AUFGABE 1 = Entnimm dem Text über die Festwochen den Abschnitt wortgetreu, der bei den Worten „Kettly Noels Performance“ beginnt und nach „in der Sargfabrik)“ endet.
-*-
Intendant Markus Hinterhäuser übernimmt 2016 die Salzburger Festspiele und freut sich mit einem lachenden und einem weinenden Auge auf seine letzte Saison bei den Festwochen. Tomas Zierhofer-Kin folgt ihm in Wien nach.

Die Festwochen wollen mit gleich fünf Uraufführungen punkten:

"Kings of War" von Ivo van Hove nach den Shakespeare'schen Königsdramen "Henry V.", "Henry VI." und "Richard III."
Kettly Noels Performance "Ich bin keine Schwarze", eine Dramatisierung des Romans "Die Abenteuer des braven Soldaten Schwejk" durch Dusan David Parizek
"NOISE" von Sebastian Nübling im neuen Festwochen-Spielort F23, einer ehemaligen städtischen Sargfabrik in der Breitenfurter Straße
Frank Castorf mit "Die Brüder Karamasow" (ebenfalls in der Sargfabrik)
-*-
AUFGABE 2 = Kannst du die Zeilen des Datenauszugs, angefangen bei der Zeile mit „like [333, 341].“ bis zum Ende des Datenauszugs, erneut ausgeben und darin „Query“ in „Label“ umbenennen, ohne sonst etwas zu ändern?
-*-
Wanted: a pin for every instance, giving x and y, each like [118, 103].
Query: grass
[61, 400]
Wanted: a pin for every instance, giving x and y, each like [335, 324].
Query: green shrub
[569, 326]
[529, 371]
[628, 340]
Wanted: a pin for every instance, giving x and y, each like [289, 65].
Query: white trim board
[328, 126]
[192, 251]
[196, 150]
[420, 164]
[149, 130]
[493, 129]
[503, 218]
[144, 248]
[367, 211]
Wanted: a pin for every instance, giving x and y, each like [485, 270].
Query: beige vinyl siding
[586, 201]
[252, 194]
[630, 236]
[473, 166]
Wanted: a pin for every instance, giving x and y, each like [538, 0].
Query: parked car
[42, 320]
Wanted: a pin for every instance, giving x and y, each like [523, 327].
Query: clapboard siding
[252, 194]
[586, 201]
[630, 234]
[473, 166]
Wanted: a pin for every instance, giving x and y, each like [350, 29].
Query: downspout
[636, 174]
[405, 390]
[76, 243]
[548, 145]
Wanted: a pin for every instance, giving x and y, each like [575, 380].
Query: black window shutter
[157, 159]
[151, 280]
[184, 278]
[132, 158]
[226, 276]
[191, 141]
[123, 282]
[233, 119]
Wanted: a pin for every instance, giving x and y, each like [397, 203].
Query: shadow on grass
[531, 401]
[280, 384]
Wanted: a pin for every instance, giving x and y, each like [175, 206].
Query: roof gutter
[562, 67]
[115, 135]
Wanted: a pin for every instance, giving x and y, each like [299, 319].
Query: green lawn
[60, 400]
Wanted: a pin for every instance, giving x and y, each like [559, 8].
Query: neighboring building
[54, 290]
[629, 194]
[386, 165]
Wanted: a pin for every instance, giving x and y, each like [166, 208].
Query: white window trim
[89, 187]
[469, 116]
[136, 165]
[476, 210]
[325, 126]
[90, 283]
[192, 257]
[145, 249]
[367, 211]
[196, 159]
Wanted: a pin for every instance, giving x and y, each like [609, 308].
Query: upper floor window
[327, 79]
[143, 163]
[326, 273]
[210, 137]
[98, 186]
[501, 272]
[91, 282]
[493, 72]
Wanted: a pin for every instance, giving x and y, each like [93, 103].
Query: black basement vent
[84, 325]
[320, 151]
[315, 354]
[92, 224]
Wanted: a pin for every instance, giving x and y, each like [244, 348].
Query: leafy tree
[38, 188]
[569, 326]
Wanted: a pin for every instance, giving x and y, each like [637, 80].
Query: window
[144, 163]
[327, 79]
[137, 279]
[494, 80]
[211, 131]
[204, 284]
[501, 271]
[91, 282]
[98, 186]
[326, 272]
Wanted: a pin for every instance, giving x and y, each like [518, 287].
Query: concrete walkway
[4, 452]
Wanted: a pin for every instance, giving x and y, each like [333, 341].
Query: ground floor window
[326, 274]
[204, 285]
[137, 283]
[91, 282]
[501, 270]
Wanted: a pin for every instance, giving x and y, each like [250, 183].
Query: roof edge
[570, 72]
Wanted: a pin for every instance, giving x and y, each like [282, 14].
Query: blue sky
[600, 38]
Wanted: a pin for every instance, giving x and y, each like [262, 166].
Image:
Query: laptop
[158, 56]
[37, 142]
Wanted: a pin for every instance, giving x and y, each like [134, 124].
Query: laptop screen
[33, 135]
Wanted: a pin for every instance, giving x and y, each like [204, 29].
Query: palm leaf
-*-
ERGEBNIS 1 =
Kettly Noels Performance "Ich bin keine Schwarze", eine Dramatisierung des Romans "Die Abenteuer des braven Soldaten Schwejk" durch Dusan David Parizek
"NOISE" von Sebastian Nübling im neuen Festwochen-Spielort F23, einer ehemaligen städtischen Sargfabrik in der Breitenfurter Straße
Frank Castorf mit "Die Brüder Karamasow" (ebenfalls in der Sargfabrik)

ERGEBNIS 2 =
Wanted: a pin for every instance, giving x and y, each like [333, 341].
Label: ground floor window
[326, 274]
[204, 285]
[137, 283]
[91, 282]
[501, 270]
Wanted: a pin for every instance, giving x and y, each like [250, 183].
Label: roof edge
[570, 72]
Wanted: a pin for every instance, giving x and y, each like [282, 14].
Label: blue sky
[600, 38]
Wanted: a pin for every instance, giving x and y, each like [262, 166].
Image:
Label: laptop
[158, 56]
[37, 142]
Wanted: a pin for every instance, giving x and y, each like [134, 124].
Label: laptop screen
[33, 135]
Wanted: a pin for every instance, giving x and y, each like [204, 29].
Label: palm leaf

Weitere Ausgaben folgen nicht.